• PROBLEM TO SOLVE
The entries below are to be transcribed in full, without their images.
╭──
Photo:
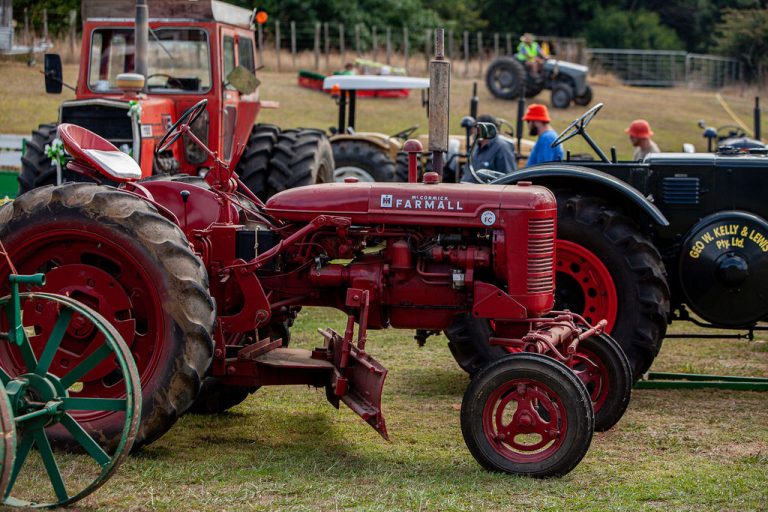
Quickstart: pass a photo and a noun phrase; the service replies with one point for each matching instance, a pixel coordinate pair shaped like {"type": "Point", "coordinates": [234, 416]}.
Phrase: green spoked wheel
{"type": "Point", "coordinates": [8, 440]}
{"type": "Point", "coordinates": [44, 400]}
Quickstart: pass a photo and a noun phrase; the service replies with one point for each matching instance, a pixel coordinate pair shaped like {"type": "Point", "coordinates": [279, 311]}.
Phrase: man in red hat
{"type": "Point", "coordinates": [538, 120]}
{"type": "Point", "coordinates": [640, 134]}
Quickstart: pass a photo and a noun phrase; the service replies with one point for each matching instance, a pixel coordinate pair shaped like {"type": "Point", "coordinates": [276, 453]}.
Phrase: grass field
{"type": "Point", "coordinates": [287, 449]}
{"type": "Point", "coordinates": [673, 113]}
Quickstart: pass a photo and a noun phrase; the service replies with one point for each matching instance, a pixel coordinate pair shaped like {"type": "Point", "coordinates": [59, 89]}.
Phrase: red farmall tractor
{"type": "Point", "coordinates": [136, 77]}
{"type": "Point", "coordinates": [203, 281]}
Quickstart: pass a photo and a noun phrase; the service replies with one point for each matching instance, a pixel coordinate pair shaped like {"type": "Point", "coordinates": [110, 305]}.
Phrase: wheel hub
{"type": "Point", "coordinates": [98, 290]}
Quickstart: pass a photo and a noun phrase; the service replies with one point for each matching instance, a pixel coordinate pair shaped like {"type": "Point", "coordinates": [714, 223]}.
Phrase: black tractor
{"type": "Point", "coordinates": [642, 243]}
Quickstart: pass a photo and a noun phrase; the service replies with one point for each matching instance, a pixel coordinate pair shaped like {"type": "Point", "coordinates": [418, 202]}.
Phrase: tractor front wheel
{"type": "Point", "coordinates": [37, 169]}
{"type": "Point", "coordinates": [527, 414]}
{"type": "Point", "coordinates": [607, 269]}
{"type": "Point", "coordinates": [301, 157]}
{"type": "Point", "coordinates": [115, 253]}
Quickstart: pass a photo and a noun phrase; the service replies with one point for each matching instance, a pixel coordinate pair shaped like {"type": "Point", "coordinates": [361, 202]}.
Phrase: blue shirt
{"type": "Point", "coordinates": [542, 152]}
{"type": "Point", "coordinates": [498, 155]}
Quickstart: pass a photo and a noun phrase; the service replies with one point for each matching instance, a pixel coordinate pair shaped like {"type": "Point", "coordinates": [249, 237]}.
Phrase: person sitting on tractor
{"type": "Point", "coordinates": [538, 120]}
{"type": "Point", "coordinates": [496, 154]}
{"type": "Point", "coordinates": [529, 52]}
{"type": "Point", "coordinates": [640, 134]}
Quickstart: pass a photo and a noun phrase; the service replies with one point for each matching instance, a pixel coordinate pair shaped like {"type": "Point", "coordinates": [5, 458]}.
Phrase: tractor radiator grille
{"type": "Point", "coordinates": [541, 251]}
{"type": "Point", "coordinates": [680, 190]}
╰──
• ANSWER TO THE EXERCISE
Photo:
Quickstart: pass a photo and a noun phrase; the service replies with one point for each matching instance, a pixel coordinate pair shaped like {"type": "Point", "coordinates": [234, 416]}.
Phrase: green spoked wheel
{"type": "Point", "coordinates": [8, 440]}
{"type": "Point", "coordinates": [44, 400]}
Quickstart: pass a photo and a noun phrase; the service replies with one point for each matching instance, a pixel coordinate pair shaped like {"type": "Point", "coordinates": [279, 311]}.
Phrase: man in red hat
{"type": "Point", "coordinates": [538, 120]}
{"type": "Point", "coordinates": [640, 134]}
Quickstart: pass a photo and a noun phrase; the service replies with one point for each matching instance, a pixel coordinate pair shaped like {"type": "Point", "coordinates": [276, 453]}.
Phrase: grass field
{"type": "Point", "coordinates": [287, 449]}
{"type": "Point", "coordinates": [673, 113]}
Quickstart: pass a photo and a noun phrase; the service replies with one point for each matching instance, a pixel coordinate pair shaped like {"type": "Point", "coordinates": [59, 89]}.
Phrase: red farmall tractor
{"type": "Point", "coordinates": [136, 77]}
{"type": "Point", "coordinates": [203, 281]}
Quickstart: pass a photo and a noun phrase; the service replies with one point for each matching instance, a pixel coordinate pair shaped like {"type": "Point", "coordinates": [110, 305]}.
Phrase: wheel hub
{"type": "Point", "coordinates": [98, 290]}
Quickstart: pass a photo and a noun phrase; the service replies with one point for each matching instance, a pixel coordinate pair shaped like {"type": "Point", "coordinates": [714, 223]}.
Phrase: black tractor
{"type": "Point", "coordinates": [642, 243]}
Quickstart: pass a photo and a noun phrase; the service replies with one point for each matching instance, a pixel coordinate pair shaped like {"type": "Point", "coordinates": [418, 202]}.
Phrase: tractor front wheel
{"type": "Point", "coordinates": [37, 169]}
{"type": "Point", "coordinates": [527, 414]}
{"type": "Point", "coordinates": [607, 269]}
{"type": "Point", "coordinates": [301, 157]}
{"type": "Point", "coordinates": [115, 253]}
Quickstart: pass a photo and a noun phrase; the service replies with one point for each matching instance, a pixel coordinate pair shaped like {"type": "Point", "coordinates": [361, 202]}.
Phrase: blue shirt
{"type": "Point", "coordinates": [542, 152]}
{"type": "Point", "coordinates": [498, 155]}
Quickstart: pass a photo and a noun phrase; the service replies with one point for each matching instance, a pixel coordinate pair shaped like {"type": "Point", "coordinates": [249, 237]}.
Phrase: person sitting on tractor
{"type": "Point", "coordinates": [538, 120]}
{"type": "Point", "coordinates": [496, 154]}
{"type": "Point", "coordinates": [529, 52]}
{"type": "Point", "coordinates": [640, 134]}
Quickstart: pass a photo and a noun phrase; the service replies with one point for each matching instance, a pixel coordinate pair shaped like {"type": "Point", "coordinates": [5, 458]}.
Phrase: tractor radiator grille
{"type": "Point", "coordinates": [541, 251]}
{"type": "Point", "coordinates": [680, 190]}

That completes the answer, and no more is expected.